### BRIEF
Find "rear window above? Mark it with a dot." in the records that follow; print that line and each subsequent line through the last one, verbatim and with nothing added.

Collection entries
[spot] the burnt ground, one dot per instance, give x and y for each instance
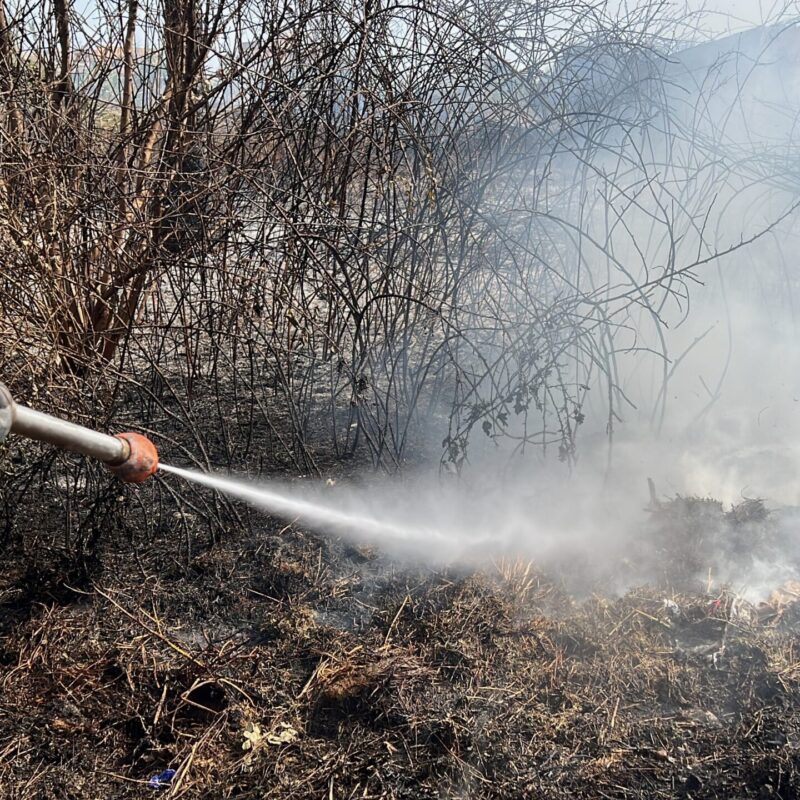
(294, 666)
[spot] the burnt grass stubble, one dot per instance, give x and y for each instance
(272, 662)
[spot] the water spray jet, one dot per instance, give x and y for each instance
(133, 458)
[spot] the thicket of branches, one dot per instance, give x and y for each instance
(318, 228)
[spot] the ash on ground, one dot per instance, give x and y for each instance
(294, 666)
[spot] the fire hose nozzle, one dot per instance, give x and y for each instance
(132, 457)
(142, 460)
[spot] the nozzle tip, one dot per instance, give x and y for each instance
(142, 461)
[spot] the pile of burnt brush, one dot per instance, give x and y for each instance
(296, 667)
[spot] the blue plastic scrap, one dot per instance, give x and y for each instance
(163, 780)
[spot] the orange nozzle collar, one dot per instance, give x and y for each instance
(142, 461)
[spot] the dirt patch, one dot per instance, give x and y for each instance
(296, 667)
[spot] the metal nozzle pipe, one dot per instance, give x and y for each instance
(131, 456)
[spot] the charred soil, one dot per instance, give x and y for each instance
(294, 666)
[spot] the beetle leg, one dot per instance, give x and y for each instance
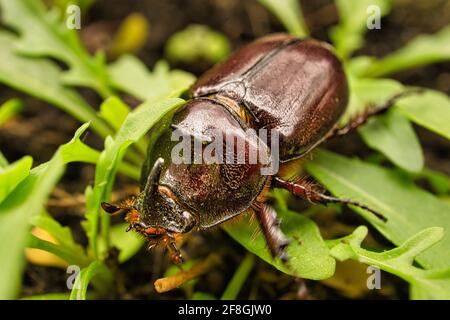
(270, 225)
(362, 118)
(306, 192)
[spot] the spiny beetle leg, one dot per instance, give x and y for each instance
(306, 192)
(362, 118)
(270, 225)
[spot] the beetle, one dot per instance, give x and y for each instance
(296, 89)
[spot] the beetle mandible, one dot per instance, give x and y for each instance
(295, 89)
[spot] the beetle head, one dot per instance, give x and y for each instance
(156, 213)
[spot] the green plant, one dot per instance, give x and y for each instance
(417, 219)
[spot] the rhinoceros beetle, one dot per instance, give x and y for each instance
(294, 89)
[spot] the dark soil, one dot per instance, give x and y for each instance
(40, 129)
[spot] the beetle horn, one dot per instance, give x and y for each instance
(153, 178)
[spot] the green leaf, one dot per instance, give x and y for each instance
(41, 79)
(203, 296)
(430, 110)
(45, 34)
(197, 42)
(24, 202)
(48, 296)
(9, 109)
(76, 151)
(393, 135)
(308, 255)
(114, 112)
(408, 208)
(130, 75)
(13, 174)
(354, 16)
(129, 243)
(366, 93)
(239, 277)
(422, 50)
(290, 14)
(85, 276)
(132, 129)
(425, 284)
(21, 205)
(439, 181)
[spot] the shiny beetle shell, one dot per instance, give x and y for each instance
(296, 87)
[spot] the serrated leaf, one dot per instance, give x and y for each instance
(21, 205)
(290, 14)
(85, 276)
(240, 276)
(393, 135)
(354, 16)
(425, 284)
(197, 43)
(408, 208)
(422, 50)
(41, 79)
(114, 112)
(430, 110)
(44, 34)
(308, 255)
(24, 202)
(13, 174)
(130, 75)
(48, 296)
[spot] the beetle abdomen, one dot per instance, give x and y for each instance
(297, 87)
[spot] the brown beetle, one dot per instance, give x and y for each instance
(295, 89)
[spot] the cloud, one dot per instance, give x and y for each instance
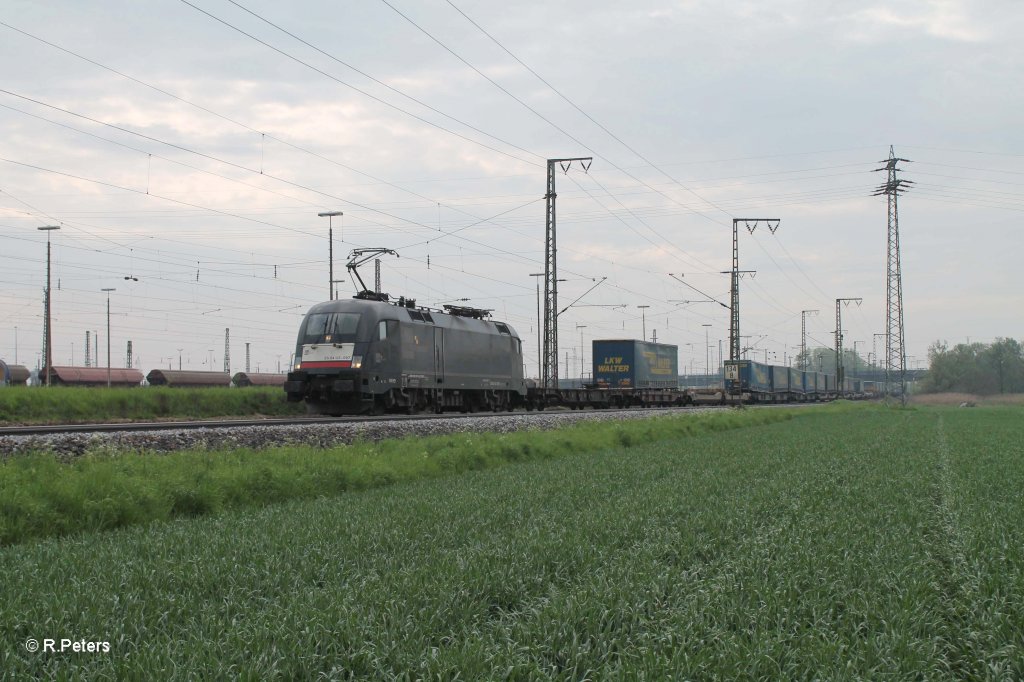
(947, 19)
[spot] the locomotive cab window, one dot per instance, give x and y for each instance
(387, 329)
(332, 328)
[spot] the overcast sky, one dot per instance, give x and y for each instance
(192, 144)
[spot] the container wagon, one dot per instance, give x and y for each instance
(634, 364)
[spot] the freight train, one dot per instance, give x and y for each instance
(370, 354)
(754, 382)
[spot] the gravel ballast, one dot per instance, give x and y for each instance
(70, 445)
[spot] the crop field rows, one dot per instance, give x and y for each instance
(864, 543)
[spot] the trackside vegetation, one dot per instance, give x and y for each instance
(74, 405)
(42, 496)
(852, 544)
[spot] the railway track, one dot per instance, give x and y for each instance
(57, 429)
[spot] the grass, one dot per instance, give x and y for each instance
(953, 399)
(857, 544)
(67, 405)
(42, 496)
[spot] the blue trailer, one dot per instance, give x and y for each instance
(633, 364)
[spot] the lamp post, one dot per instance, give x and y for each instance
(330, 238)
(643, 322)
(48, 336)
(540, 352)
(108, 290)
(707, 353)
(583, 354)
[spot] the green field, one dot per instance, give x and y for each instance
(74, 405)
(842, 544)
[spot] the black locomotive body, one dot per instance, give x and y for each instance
(370, 356)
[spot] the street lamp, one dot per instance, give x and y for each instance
(108, 290)
(583, 354)
(330, 237)
(540, 352)
(643, 322)
(707, 355)
(48, 340)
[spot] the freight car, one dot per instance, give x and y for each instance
(633, 364)
(369, 355)
(13, 375)
(754, 382)
(247, 379)
(93, 376)
(187, 378)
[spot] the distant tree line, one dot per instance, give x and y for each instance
(975, 368)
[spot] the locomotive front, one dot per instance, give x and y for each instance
(333, 340)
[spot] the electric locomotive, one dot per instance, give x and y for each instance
(371, 355)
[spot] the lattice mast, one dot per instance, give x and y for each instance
(895, 359)
(840, 370)
(549, 378)
(803, 337)
(735, 272)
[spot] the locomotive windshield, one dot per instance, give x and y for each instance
(331, 328)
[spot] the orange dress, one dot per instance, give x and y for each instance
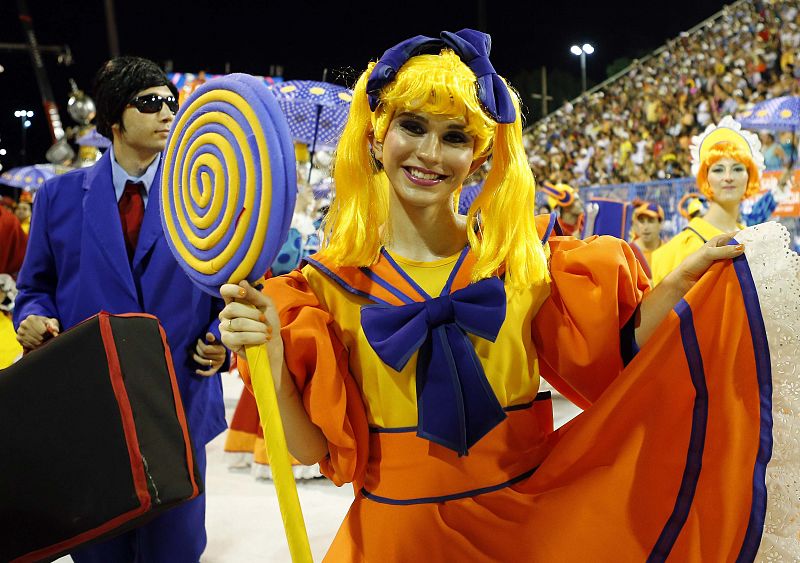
(666, 463)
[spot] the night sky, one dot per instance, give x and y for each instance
(305, 38)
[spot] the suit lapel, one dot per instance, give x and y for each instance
(151, 229)
(101, 219)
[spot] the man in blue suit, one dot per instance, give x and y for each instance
(96, 243)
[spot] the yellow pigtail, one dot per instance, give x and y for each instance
(507, 207)
(352, 226)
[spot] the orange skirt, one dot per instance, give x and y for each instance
(668, 465)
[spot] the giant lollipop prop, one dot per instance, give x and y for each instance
(228, 191)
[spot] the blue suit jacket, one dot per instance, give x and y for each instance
(77, 265)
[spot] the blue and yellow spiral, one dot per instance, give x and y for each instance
(228, 182)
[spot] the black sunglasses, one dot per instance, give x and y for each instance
(151, 103)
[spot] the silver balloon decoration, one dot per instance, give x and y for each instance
(80, 106)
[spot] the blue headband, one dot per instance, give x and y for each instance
(473, 49)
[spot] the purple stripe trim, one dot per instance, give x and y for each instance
(445, 498)
(695, 232)
(550, 227)
(541, 396)
(347, 287)
(395, 430)
(454, 271)
(694, 457)
(758, 510)
(387, 286)
(404, 275)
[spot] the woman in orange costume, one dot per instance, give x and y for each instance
(408, 352)
(727, 163)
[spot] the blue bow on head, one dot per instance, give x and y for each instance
(473, 49)
(456, 405)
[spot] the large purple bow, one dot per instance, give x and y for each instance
(471, 46)
(456, 406)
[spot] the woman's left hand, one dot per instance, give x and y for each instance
(210, 355)
(695, 265)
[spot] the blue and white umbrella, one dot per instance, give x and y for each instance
(316, 111)
(778, 114)
(31, 178)
(93, 139)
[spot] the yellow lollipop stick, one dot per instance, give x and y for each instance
(281, 465)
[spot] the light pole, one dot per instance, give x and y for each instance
(582, 52)
(24, 122)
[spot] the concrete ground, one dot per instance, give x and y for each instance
(243, 520)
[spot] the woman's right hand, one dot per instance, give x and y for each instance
(249, 319)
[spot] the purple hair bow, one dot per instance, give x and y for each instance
(471, 46)
(456, 405)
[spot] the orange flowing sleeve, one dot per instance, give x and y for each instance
(318, 362)
(584, 329)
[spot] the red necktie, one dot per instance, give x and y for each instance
(131, 213)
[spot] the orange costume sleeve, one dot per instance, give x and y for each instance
(318, 363)
(597, 285)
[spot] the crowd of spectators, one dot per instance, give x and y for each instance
(638, 127)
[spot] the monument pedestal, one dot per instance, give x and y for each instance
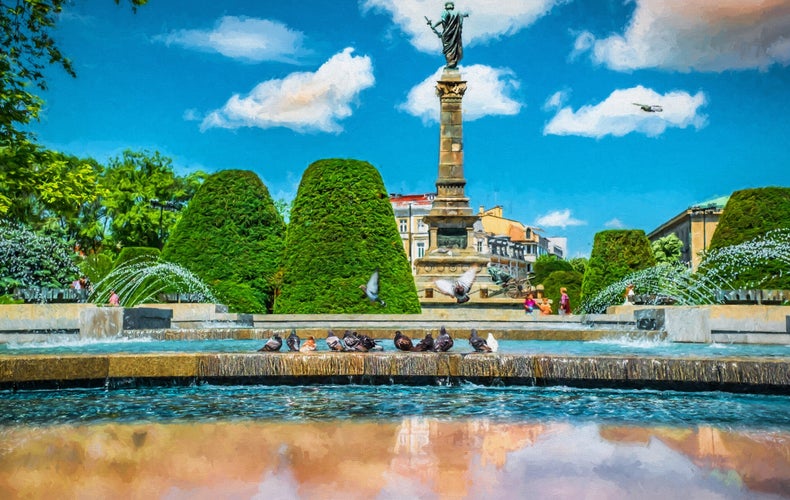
(451, 221)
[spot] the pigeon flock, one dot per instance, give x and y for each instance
(357, 342)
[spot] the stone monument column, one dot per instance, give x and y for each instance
(451, 221)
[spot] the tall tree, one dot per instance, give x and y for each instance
(28, 48)
(131, 182)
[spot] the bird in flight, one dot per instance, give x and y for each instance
(460, 287)
(649, 108)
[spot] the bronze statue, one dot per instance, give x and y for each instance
(451, 24)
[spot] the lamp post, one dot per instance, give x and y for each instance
(171, 206)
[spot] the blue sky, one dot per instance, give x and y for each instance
(550, 130)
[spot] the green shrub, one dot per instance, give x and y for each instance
(615, 254)
(28, 259)
(341, 229)
(571, 280)
(231, 236)
(547, 264)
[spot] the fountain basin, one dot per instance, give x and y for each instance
(757, 375)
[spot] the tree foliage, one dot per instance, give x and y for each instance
(749, 215)
(130, 182)
(231, 236)
(667, 250)
(615, 254)
(28, 259)
(547, 264)
(28, 49)
(342, 228)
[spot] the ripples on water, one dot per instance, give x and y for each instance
(306, 403)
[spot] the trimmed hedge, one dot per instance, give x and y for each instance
(231, 236)
(616, 253)
(748, 215)
(341, 229)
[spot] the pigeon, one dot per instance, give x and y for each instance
(372, 289)
(274, 344)
(369, 343)
(403, 342)
(492, 342)
(293, 340)
(309, 345)
(425, 344)
(334, 343)
(443, 342)
(460, 287)
(353, 342)
(479, 343)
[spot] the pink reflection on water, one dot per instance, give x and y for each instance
(413, 458)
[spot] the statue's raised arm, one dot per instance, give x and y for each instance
(452, 24)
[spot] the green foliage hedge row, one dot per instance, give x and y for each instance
(231, 236)
(615, 254)
(341, 229)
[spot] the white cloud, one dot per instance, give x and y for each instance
(618, 116)
(488, 93)
(488, 19)
(697, 35)
(301, 101)
(559, 218)
(243, 38)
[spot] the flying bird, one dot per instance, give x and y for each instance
(492, 342)
(443, 342)
(309, 345)
(649, 108)
(273, 344)
(403, 342)
(372, 289)
(460, 287)
(334, 343)
(479, 343)
(293, 341)
(425, 344)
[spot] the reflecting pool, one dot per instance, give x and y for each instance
(350, 441)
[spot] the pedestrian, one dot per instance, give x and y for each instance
(565, 302)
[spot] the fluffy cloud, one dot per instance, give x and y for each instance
(303, 101)
(558, 218)
(489, 91)
(694, 35)
(492, 18)
(618, 116)
(243, 38)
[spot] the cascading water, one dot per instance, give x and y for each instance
(144, 279)
(678, 284)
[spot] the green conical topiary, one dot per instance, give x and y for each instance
(341, 229)
(616, 253)
(231, 236)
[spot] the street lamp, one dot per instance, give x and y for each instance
(170, 206)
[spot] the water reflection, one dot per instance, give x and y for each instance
(415, 457)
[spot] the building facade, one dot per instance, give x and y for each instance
(507, 243)
(694, 227)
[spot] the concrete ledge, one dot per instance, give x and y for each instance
(757, 375)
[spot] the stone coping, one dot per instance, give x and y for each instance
(751, 375)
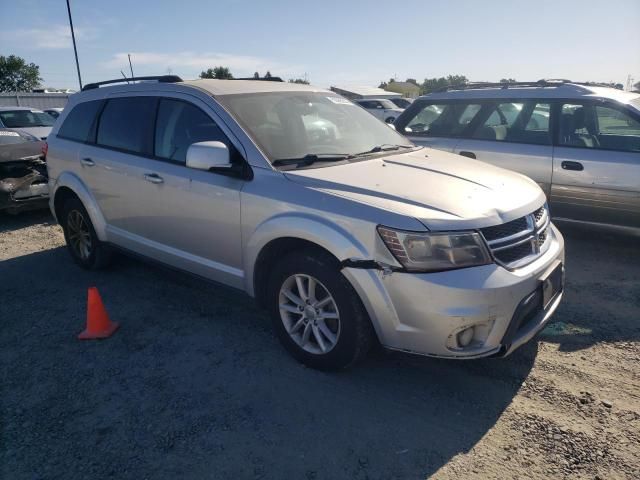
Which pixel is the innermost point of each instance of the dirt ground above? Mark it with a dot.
(195, 385)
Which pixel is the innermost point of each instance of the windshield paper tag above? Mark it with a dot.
(339, 100)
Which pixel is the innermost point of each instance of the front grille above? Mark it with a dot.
(521, 241)
(505, 230)
(512, 254)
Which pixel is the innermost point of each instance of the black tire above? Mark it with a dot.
(98, 255)
(356, 333)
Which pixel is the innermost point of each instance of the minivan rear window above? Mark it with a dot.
(127, 124)
(78, 124)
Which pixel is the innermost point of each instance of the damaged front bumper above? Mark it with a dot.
(432, 313)
(23, 185)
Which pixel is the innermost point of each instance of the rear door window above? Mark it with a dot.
(181, 124)
(80, 121)
(442, 119)
(517, 121)
(127, 124)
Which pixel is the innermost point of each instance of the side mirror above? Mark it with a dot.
(208, 155)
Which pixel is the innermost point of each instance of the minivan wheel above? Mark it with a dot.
(316, 313)
(82, 241)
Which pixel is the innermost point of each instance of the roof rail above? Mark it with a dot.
(503, 85)
(270, 79)
(159, 78)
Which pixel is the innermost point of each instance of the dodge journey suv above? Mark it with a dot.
(580, 142)
(344, 230)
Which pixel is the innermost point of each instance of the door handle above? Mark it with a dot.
(153, 178)
(567, 165)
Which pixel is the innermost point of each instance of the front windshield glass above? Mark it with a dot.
(388, 104)
(288, 125)
(26, 119)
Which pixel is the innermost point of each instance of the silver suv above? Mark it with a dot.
(344, 230)
(580, 142)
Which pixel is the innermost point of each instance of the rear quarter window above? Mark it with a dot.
(80, 121)
(127, 124)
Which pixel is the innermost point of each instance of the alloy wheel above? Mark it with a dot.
(309, 314)
(79, 234)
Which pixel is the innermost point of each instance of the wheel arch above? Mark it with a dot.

### WRITTEN SOLUTION
Which pixel is the innermost point of each instance of the minivan rear window above? Mark it with a dot.
(127, 124)
(78, 124)
Which pixel is the innermost point of each instance of the damaged front bumper above? Mark it with a dot.
(432, 313)
(23, 185)
Which pixel is the innermost point of each instance of the rear door window above? Mark it with a dot.
(181, 124)
(80, 121)
(442, 119)
(517, 121)
(127, 124)
Which pixel is the innermost point of each instance of the side mirror above? Mark it with a dot.
(208, 155)
Which pixel is the innermost point of each instance of the minivan wheel above? Mark it with a dot.
(316, 313)
(82, 241)
Which pixel is the innermost point of each instance of the roof rail above? Mark it with a dot.
(503, 85)
(270, 79)
(159, 78)
Which pixel is the innermost point of each instance of the dodge journey suv above? Mark it with a dot.
(580, 142)
(344, 230)
Which pixel is the innermost point of each instance of the door handle above? Mark it with a dot.
(153, 178)
(567, 165)
Which pixel is the innermost point of each instance of the front windshield glass above? Mark it with a dot.
(388, 104)
(288, 125)
(26, 119)
Which pixel is the innermost point of each instance of the silver suv above? Mark it with a dot.
(344, 230)
(580, 142)
Which pixel is the innermost point of each instance of the rear quarter window above? Mark it with a dot.
(80, 121)
(127, 124)
Which pixel is the innermost point of each instance of the alloy wheel above? Mark it with a dot.
(309, 314)
(79, 234)
Which pixel is the innermost point of each instance of the wheel arch above? Mark it with a dot.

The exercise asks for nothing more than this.